— Available data —
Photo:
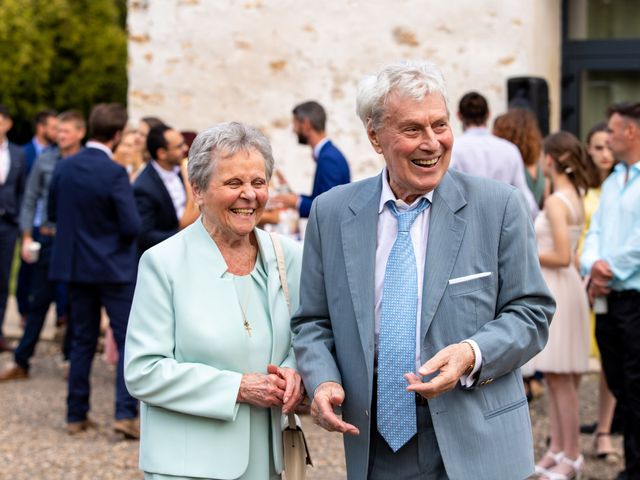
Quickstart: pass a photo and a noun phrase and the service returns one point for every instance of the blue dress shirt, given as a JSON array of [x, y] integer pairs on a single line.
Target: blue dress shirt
[[614, 234]]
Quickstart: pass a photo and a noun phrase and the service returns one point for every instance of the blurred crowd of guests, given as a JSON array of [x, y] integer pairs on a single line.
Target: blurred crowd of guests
[[83, 215]]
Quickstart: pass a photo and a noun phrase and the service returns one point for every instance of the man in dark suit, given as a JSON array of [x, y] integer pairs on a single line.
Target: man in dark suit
[[309, 119], [12, 180], [164, 204], [97, 224], [71, 131]]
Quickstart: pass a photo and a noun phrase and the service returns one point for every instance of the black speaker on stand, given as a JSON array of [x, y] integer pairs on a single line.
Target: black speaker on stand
[[531, 93]]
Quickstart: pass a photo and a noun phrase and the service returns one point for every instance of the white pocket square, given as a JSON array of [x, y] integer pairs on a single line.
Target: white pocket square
[[466, 278]]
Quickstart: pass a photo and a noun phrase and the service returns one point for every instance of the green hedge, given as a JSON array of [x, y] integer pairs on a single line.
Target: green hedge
[[60, 54]]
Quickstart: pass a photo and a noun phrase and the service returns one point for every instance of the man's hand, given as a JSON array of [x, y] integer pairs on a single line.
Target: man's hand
[[25, 253], [601, 275], [452, 361], [285, 200], [327, 396]]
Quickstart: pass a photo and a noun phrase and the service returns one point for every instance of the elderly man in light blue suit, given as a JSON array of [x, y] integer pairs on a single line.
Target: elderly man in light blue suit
[[421, 298]]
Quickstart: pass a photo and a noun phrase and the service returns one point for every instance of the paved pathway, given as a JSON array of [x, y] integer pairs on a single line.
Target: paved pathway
[[34, 443]]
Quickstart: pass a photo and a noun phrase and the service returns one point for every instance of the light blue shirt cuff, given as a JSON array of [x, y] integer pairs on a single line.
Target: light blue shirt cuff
[[469, 380]]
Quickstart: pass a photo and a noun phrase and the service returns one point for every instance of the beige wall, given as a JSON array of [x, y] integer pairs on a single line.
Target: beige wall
[[198, 62]]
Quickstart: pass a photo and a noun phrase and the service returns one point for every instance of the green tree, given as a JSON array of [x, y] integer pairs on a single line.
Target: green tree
[[61, 54]]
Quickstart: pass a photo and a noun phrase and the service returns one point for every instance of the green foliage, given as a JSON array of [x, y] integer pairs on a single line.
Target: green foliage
[[61, 54]]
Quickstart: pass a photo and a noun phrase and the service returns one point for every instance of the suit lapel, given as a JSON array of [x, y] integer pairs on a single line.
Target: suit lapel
[[14, 154], [164, 193], [273, 284], [359, 233], [446, 230]]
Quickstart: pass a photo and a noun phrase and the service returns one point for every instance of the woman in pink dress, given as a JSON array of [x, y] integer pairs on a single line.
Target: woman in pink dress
[[566, 355]]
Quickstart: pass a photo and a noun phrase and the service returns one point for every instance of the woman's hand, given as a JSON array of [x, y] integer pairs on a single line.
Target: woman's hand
[[261, 390], [294, 390]]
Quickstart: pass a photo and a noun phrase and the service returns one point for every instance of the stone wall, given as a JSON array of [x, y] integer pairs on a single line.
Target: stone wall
[[198, 62]]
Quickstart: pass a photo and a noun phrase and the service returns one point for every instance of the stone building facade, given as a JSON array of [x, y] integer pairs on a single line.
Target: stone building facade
[[198, 62]]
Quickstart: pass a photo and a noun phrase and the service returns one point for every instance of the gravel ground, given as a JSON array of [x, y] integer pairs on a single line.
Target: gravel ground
[[34, 443]]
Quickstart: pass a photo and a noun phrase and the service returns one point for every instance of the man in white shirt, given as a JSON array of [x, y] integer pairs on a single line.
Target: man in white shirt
[[162, 195], [12, 182], [479, 152]]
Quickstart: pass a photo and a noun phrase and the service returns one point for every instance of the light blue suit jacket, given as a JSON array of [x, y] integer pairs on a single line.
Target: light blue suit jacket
[[477, 225], [185, 355]]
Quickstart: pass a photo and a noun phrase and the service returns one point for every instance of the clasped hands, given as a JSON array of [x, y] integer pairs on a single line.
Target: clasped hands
[[280, 386], [452, 362]]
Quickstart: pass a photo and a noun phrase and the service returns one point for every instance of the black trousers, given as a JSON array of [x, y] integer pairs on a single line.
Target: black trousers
[[618, 337], [85, 302]]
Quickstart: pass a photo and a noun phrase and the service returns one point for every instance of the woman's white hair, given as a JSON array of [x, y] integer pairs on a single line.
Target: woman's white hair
[[414, 79], [221, 141]]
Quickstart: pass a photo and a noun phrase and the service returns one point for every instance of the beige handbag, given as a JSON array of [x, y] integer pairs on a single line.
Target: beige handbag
[[294, 444], [295, 449]]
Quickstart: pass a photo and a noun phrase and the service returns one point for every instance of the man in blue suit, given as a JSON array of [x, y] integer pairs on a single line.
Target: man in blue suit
[[12, 181], [97, 223], [421, 297], [309, 119], [45, 125], [164, 203]]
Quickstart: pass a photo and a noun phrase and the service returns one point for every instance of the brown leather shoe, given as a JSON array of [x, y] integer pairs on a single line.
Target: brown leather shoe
[[13, 373], [73, 428], [4, 345], [129, 427]]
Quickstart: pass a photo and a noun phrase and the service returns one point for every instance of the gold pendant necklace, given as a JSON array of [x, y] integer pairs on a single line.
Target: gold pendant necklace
[[245, 322]]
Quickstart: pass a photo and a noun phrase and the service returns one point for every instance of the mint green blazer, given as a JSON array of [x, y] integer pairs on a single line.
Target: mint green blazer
[[185, 356]]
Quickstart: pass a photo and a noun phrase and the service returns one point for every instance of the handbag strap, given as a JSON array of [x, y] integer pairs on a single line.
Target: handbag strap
[[277, 247], [282, 272]]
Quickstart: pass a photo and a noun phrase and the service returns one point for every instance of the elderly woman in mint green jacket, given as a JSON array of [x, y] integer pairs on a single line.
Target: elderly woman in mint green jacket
[[208, 349]]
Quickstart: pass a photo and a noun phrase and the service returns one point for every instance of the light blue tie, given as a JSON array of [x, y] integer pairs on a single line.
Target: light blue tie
[[396, 408]]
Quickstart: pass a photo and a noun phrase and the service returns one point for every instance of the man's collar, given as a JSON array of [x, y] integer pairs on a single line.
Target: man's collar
[[387, 194], [100, 146], [39, 146], [318, 147], [476, 130], [169, 174]]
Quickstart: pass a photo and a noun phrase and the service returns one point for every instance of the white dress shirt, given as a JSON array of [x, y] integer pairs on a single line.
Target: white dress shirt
[[386, 237], [5, 160], [479, 152], [175, 187], [100, 146]]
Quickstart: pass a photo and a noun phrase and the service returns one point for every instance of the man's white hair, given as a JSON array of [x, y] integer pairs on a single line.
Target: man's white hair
[[414, 79]]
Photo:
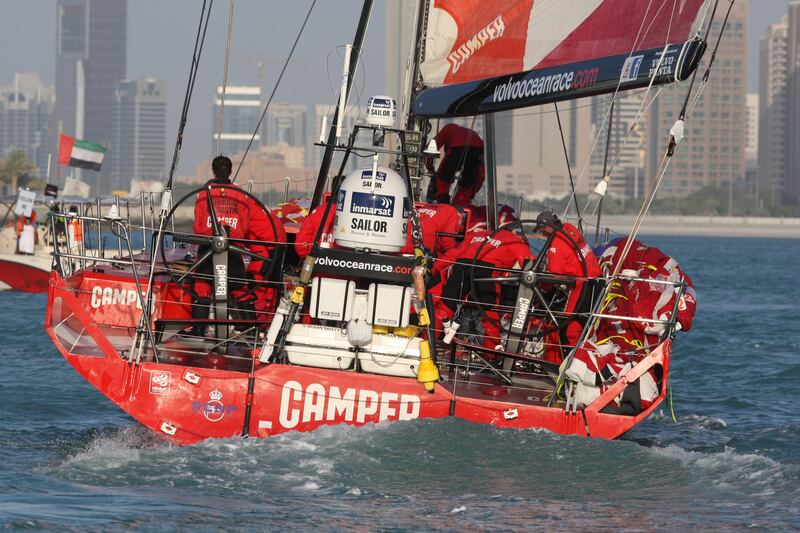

— Aim —
Report how many lines above contain the word "clasped", treating case as significant. Give only the number.

— The reply —
2